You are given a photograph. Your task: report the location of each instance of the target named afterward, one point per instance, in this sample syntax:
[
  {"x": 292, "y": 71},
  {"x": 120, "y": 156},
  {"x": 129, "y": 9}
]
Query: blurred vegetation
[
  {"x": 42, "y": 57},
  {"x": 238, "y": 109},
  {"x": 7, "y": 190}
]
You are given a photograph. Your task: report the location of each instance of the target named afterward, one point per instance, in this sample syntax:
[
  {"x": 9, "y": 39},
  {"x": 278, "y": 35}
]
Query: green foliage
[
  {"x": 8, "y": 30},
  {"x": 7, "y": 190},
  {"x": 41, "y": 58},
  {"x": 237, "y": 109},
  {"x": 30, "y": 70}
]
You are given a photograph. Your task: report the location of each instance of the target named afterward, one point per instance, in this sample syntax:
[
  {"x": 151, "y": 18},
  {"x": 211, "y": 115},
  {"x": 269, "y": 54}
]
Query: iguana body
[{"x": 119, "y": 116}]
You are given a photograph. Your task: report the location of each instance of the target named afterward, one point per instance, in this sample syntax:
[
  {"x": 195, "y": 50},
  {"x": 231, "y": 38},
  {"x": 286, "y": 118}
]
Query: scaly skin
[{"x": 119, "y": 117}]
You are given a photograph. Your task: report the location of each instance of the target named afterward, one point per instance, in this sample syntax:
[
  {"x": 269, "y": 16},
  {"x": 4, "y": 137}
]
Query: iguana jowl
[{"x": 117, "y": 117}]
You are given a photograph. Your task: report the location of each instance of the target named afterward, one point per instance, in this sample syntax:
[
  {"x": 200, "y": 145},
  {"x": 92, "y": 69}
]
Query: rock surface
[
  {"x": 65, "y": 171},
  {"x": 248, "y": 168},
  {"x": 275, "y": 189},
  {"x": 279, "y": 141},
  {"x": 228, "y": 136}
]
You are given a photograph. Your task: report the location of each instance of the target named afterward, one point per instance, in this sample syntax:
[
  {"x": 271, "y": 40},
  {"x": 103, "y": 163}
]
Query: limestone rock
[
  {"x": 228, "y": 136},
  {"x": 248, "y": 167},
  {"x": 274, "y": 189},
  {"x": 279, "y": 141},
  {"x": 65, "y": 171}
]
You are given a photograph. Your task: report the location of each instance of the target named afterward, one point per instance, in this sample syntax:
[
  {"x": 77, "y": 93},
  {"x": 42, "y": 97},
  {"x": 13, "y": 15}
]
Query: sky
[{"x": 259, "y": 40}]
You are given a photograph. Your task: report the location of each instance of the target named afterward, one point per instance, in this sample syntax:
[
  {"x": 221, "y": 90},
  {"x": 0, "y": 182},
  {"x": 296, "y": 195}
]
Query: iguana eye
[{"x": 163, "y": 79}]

▸ Exercise details:
The whole listing needs repeating. Match each line exactly.

▸ Task response:
You are given a photograph. Your task: report the location of each instance of the target named afterward, one point per instance, in this sample syntax:
[
  {"x": 292, "y": 71},
  {"x": 120, "y": 156},
  {"x": 129, "y": 9}
]
Query: blurred vegetation
[
  {"x": 42, "y": 57},
  {"x": 238, "y": 109},
  {"x": 7, "y": 190}
]
You are given a photograph. Your task: report the location of each instance of the target named afterward, one point per instance, in this sample syntax:
[
  {"x": 9, "y": 39},
  {"x": 278, "y": 35}
]
Query: green foliage
[
  {"x": 8, "y": 30},
  {"x": 7, "y": 190},
  {"x": 41, "y": 58},
  {"x": 237, "y": 109},
  {"x": 30, "y": 70}
]
You are given a photograph. Your task: report the location of each instance of the target named afterward, one point per instance, in this sample syntax:
[
  {"x": 151, "y": 18},
  {"x": 211, "y": 115},
  {"x": 269, "y": 54}
]
Query: iguana body
[{"x": 119, "y": 116}]
You are given a photograph. Your task: report the location of each instance of the target named afterward, one point per instance, in this sample syntax:
[
  {"x": 195, "y": 50},
  {"x": 231, "y": 38},
  {"x": 286, "y": 118}
]
Query: scaly skin
[{"x": 119, "y": 117}]
You are given a photograph. Your task: report the location of each instance of the target named afterward, one point per instance, in this sample syntax:
[
  {"x": 269, "y": 16},
  {"x": 4, "y": 137}
]
Query: iguana jowl
[{"x": 117, "y": 117}]
You are given a photograph. Your task: report the location of each instance of the target named afterward, one point per instance, in this sample syntax:
[
  {"x": 200, "y": 145},
  {"x": 92, "y": 69}
]
Query: rock surface
[
  {"x": 65, "y": 171},
  {"x": 248, "y": 168},
  {"x": 275, "y": 189},
  {"x": 279, "y": 141},
  {"x": 228, "y": 136}
]
You are given a photograph. Your task: report the location of each instance of the target named afterward, one point per instance, in this sample syntax:
[
  {"x": 271, "y": 40},
  {"x": 103, "y": 163}
]
Query: limestone rock
[
  {"x": 228, "y": 136},
  {"x": 248, "y": 167},
  {"x": 274, "y": 189},
  {"x": 279, "y": 141},
  {"x": 65, "y": 171}
]
You are given a photograph. Your task: report the location of each instance of the target named afterward, one point per instance, in this sample syntax:
[
  {"x": 77, "y": 93},
  {"x": 42, "y": 97},
  {"x": 13, "y": 15}
]
Query: sky
[{"x": 259, "y": 40}]
You are given a photograph. Your task: report the location of each instance of the target named afterward, one point per instance, in this sample syntax:
[
  {"x": 221, "y": 90},
  {"x": 0, "y": 182},
  {"x": 296, "y": 195}
]
Query: iguana eye
[{"x": 163, "y": 79}]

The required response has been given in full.